- Location: Moss Side, Manchester, United Kingdom
- Date: 21 June 2020 12:30 am
- Attack type: Shooting
- Deaths: 2
- Injured: 0

= 2020 Moss Side shooting =

Crime in Manchester, England

At about 12:30 am on 21 June 2020, two young men were shot dead at a street party in Moss Side, an inner-city area of Manchester in North West England.

==Background==
The shooting took place at an afterparty, illegal under COVID-19 lockdown rules. The after party was an unplanned event that followed a Black Lives Matter barbecue that had been earlier held nearby, but was unconnected to this prior event, which peacefully finished at 20:00.

==Incident==
During a night time street party in a car park in Moss Side at the junction of Caythorpe Street, Broadfield Road, and Bowes Street a man opened fire on those attending at about 00:30 BST, causing them to run screaming from the area. Gunshot was reported at a location on Caythorpe Street, with armed police responding to the scene at 01:00. They discovered a party attended by hundreds of people, in violation of COVID-19 lockdown guidelines in the country at the time. The police report that a "community event" had taken place in the area earlier in the day, and the party had been an unplanned after party but still had a DJ. A local resident said the party had begun at around 22:00 the night before, and that Moss Side was a peaceful neighbourhood with infrequent spikes of violent activity.

==Casualties==
The two fatally wounded men self-presented at an Accident and Emergency department, either shortly before 01:00 (according to the police) or at about 01:30 (according to the Manchester Evening News). Both men, aged 21 and 36, died shortly after arriving at the hospital.

==Investigation==
A murder investigation was opened the same day. On 26 June 2020, a 32-year-old Birmingham woman was arrested on suspicion of the murder of the two men. By September she had been released on bail, while a 25-year-old man had been arrested. A month later the police indicated they were looking for another suspect.

+===+

INSTRUCTIONS
**1)** Turn the paragraph of the article on the 2020 Moss Side shooting that begins "A murder investigation was opened" into a short list that keeps its main facts.
**2)** Return word for word the part of the article on the 2020 Moss Side shooting starting with "- Location: Moss" and going on through "North West England.".
The lines that come next bear no relation to the article on the 2020 Moss Side shooting.

ENTRIES SUPPLIED
+===+

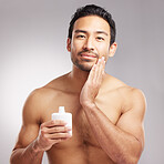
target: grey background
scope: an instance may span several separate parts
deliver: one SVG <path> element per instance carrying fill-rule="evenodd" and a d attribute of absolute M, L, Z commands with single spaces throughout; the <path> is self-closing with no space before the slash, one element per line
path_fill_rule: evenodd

+===+

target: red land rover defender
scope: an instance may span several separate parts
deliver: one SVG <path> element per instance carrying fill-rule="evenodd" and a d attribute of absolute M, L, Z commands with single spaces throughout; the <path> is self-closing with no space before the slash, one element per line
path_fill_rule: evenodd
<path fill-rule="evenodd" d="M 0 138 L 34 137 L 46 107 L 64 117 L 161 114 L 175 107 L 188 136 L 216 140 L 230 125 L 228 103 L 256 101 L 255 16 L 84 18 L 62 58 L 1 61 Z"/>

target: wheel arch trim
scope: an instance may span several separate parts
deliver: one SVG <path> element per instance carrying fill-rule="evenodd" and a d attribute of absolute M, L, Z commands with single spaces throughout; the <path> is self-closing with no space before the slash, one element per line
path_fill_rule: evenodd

+===+

ANSWERS TO THE TASKS
**1)**
- A murder investigation was opened the same day.
- 26 June 2020: a 32-year-old woman from Birmingham was arrested on suspicion of murdering the two men.
- By September: she had been released on bail, and a 25-year-old man had been arrested.
- A month later: police said they were looking for another suspect.

**2)**
- Location: Moss Side, Manchester, United Kingdom
- Date: 21 June 2020 12:30 am
- Attack type: Shooting
- Deaths: 2
- Injured: 0

= 2020 Moss Side shooting =

Crime in Manchester, England

At about 12:30 am on 21 June 2020, two young men were shot dead at a street party in Moss Side, an inner-city area of Manchester in North West England.